*What to do*. Copy the lines below verbatim, from the first to the last, without changing any character.

*Exercise input*.
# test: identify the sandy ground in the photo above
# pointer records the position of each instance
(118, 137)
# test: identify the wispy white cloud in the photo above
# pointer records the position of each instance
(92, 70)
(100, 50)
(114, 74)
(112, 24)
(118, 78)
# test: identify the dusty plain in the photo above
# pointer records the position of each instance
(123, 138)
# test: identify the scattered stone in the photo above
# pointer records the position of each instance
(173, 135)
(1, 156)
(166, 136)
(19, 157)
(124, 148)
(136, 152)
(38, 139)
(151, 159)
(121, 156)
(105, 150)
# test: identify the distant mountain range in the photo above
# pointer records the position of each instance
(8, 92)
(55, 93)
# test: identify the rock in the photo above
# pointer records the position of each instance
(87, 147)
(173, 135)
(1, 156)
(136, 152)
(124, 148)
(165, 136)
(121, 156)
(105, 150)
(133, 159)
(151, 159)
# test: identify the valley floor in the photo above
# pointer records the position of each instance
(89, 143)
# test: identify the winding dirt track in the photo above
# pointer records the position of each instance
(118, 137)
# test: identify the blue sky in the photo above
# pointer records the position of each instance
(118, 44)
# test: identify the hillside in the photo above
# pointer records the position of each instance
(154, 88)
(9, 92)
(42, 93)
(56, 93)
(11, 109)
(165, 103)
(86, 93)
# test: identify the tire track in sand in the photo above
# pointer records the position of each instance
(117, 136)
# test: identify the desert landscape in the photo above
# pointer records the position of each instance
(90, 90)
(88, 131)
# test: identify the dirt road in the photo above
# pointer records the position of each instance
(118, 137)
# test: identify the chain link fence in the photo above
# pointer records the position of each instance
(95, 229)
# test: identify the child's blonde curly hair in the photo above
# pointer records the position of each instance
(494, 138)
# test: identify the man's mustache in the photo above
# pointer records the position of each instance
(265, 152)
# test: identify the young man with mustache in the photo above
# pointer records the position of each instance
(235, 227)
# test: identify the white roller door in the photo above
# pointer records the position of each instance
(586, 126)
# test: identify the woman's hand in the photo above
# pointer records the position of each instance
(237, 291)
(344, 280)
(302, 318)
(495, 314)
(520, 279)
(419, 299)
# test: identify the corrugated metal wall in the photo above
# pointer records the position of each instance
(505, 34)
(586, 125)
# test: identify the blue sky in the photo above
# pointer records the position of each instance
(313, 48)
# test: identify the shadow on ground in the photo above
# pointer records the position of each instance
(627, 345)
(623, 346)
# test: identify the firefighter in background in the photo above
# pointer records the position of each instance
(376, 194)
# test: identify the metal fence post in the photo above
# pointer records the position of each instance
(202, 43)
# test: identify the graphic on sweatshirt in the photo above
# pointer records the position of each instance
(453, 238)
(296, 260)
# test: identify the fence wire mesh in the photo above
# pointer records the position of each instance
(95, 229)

*Result of the exercise*.
# test: identify the sandy ground in the photo above
# pointer records the position of each instance
(118, 137)
# test: identify the wispy white cloud in the photo above
# pointer records the position of each instance
(92, 70)
(100, 50)
(114, 74)
(112, 24)
(118, 78)
# test: identify the dusty plain in the photo above
# pointer records the position of each instance
(123, 138)
# test: identify the scattered stone in the photo above
# pointer records the position of each instance
(173, 135)
(1, 156)
(166, 136)
(19, 157)
(124, 148)
(136, 152)
(38, 139)
(151, 159)
(121, 156)
(105, 150)
# test: identify the distant mountain range in the photo above
# pointer records the position of each instance
(8, 92)
(55, 93)
# test: identify the rock in the photo above
# pointer records the position of each instance
(87, 147)
(173, 135)
(1, 156)
(136, 152)
(124, 148)
(165, 136)
(121, 156)
(105, 150)
(133, 159)
(151, 159)
# test: identify the valley floor in the photo above
# pointer records the position of each instance
(89, 143)
# test: identify the winding dirt track in the photo above
# pointer records the position of each instance
(118, 137)
# test: identify the blue sky in the photo above
# pointer records the position of each instance
(118, 44)
# test: identify the hillside in the photo above
# pointer records the position of each instance
(154, 88)
(9, 92)
(42, 93)
(56, 93)
(11, 109)
(165, 103)
(86, 93)
# test: identify the tire track in sand in the photo above
# pointer records the position of each instance
(117, 136)
# test: identify the desert landscape in the photo above
# pointer records the position of each instance
(90, 90)
(88, 131)
# test: identify the dirt road in the photo above
# pointer records the position of each instance
(118, 137)
# test: identify the chain link fence in the photo above
# pointer records the position of each instance
(95, 229)
# test: identify the child's blonde curly hair in the photo above
# pointer records the position of each instance
(494, 138)
# test: identify the man's mustache in the photo above
# pointer records the position of each instance
(265, 152)
# test: identify the young man with mustache in the photo above
# pointer records the position of each instance
(235, 227)
# test: identify the white roller door in the photo above
# pointer records the position of each instance
(586, 126)
# test: identify the woman's hand in the photo above
# pointer records the position of each instance
(237, 291)
(344, 280)
(302, 318)
(495, 314)
(520, 279)
(419, 299)
# test: identify the corrugated metal wall in the photo above
# pointer records the position of each instance
(505, 34)
(586, 125)
# test: identify the blue sky in the photo above
# pointer records the position of each instance
(313, 48)
# test: identify the shadow on ground in the photo above
# pointer records the position of each instance
(627, 345)
(623, 346)
# test: identify the firefighter in background in the photo above
# pointer records the position of each instance
(376, 194)
# test: identify the metal fence post in the photo above
# pointer records the position of each instance
(202, 43)
# test: identify the graphic on sweatshirt in the photo above
# pointer records the position of each instance
(453, 238)
(296, 260)
# test: identify the fence wire mesh in the photo above
# pointer records the position of each instance
(95, 229)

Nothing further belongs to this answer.